• [EXTRACT PROVIDED]

In a very few cases, laser eye surgery will not produce the best results. And we are only interested in the best results. So for some patients with extremely high prescriptions, we turn to intra-ocular lenses.
These artificial lenses are often referred to as IOLs, phakic IOLs, implantable lenses, clear lens extraction or exchange (CLE), intra-corneal lens implants, Artisan® lenses, Prelex® lenses, RLR or lens replacement surgery. Their enormous range makes them an excellent – and sometimes the only – option for those with unusually high prescriptions.
Implanting intraocular lenses
In this form of treatment, an intra-ocular lens is surgically implanted into the cornea. The lens is permanent (although it can be surgically removed), and needs no maintenance. These intra-ocular lenses usually remain in the eye for the patient’s entire life.
The intra-ocular lens doesn’t replace the patient’s natural lens. Instead, to preserve the focusing ability needed for reading, the surgeon implants the new lens in front of the natural lens. In this way, it works much as a conventional contact lens would. (Indeed, intraocular lenses are sometimes called ‘implantable contact lenses’).

• [STORED DATA]
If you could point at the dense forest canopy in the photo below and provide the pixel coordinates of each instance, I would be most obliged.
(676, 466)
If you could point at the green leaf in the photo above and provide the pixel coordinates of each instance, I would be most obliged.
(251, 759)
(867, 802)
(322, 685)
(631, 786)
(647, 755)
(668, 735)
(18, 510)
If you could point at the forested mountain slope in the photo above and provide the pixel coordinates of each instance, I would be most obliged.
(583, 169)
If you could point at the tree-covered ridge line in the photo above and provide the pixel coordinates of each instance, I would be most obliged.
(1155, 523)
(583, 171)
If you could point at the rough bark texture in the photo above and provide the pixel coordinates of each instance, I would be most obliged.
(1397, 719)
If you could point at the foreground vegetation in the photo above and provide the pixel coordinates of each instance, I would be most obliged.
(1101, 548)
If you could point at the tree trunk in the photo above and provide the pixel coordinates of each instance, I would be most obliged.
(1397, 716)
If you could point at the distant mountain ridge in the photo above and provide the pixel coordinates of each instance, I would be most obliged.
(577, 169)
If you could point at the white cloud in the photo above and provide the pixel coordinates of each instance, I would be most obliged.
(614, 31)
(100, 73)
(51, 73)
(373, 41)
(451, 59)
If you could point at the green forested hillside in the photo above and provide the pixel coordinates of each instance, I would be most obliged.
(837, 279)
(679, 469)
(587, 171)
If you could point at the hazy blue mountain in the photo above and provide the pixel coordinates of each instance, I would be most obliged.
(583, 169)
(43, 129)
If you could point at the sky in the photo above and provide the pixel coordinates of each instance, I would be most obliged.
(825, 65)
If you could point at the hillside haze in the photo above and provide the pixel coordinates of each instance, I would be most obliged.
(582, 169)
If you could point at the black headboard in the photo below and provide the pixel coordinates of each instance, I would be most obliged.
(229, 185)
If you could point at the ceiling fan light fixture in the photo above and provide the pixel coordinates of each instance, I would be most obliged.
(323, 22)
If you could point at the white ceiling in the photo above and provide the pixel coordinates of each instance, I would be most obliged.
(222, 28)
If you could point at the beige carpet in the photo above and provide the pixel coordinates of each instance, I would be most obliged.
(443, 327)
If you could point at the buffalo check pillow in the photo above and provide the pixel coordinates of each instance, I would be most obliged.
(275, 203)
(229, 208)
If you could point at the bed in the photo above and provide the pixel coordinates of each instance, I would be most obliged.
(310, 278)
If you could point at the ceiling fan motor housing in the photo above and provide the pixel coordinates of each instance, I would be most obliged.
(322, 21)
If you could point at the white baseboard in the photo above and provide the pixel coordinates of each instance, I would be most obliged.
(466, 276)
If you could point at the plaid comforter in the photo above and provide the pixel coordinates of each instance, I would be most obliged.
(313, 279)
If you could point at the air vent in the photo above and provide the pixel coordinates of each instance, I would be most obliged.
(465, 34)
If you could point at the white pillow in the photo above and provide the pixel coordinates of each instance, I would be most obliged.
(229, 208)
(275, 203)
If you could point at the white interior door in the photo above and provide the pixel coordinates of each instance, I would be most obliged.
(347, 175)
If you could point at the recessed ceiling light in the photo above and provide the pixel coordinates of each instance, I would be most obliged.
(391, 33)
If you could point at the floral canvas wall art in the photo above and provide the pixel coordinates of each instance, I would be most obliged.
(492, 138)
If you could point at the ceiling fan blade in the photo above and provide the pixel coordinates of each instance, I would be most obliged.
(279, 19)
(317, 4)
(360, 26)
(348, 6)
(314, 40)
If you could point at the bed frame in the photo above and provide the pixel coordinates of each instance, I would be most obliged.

• [BRIEF 1] In the text on intra-ocular lenses, write out word for word the part that opens with the words containing "Implanting intraocular lenses" and closes with "called ‘implantable contact lenses’).".
• [BRIEF 2] Shorten the paragraph of the text on intra-ocular lenses that starts "The intra-ocular lens doesn't replace" while keeping its main facts.
None of the records matter for this work.

• [EXPECTED ANSWER 1]
Implanting intraocular lenses
In this form of treatment, an intra-ocular lens is surgically implanted into the cornea. The lens is permanent (although it can be surgically removed), and needs no maintenance. These intra-ocular lenses usually remain in the eye for the patient’s entire life.
The intra-ocular lens doesn’t replace the patient’s natural lens. Instead, to preserve the focusing ability needed for reading, the surgeon implants the new lens in front of the natural lens. In this way, it works much as a conventional contact lens would. (Indeed, intraocular lenses are sometimes called ‘implantable contact lenses’).

• [EXPECTED ANSWER 2] Rather than replacing the natural lens, the intra-ocular lens is implanted in front of it, which preserves the focusing ability needed for reading. It works much like a conventional contact lens, which is why such lenses are sometimes called "implantable contact lenses."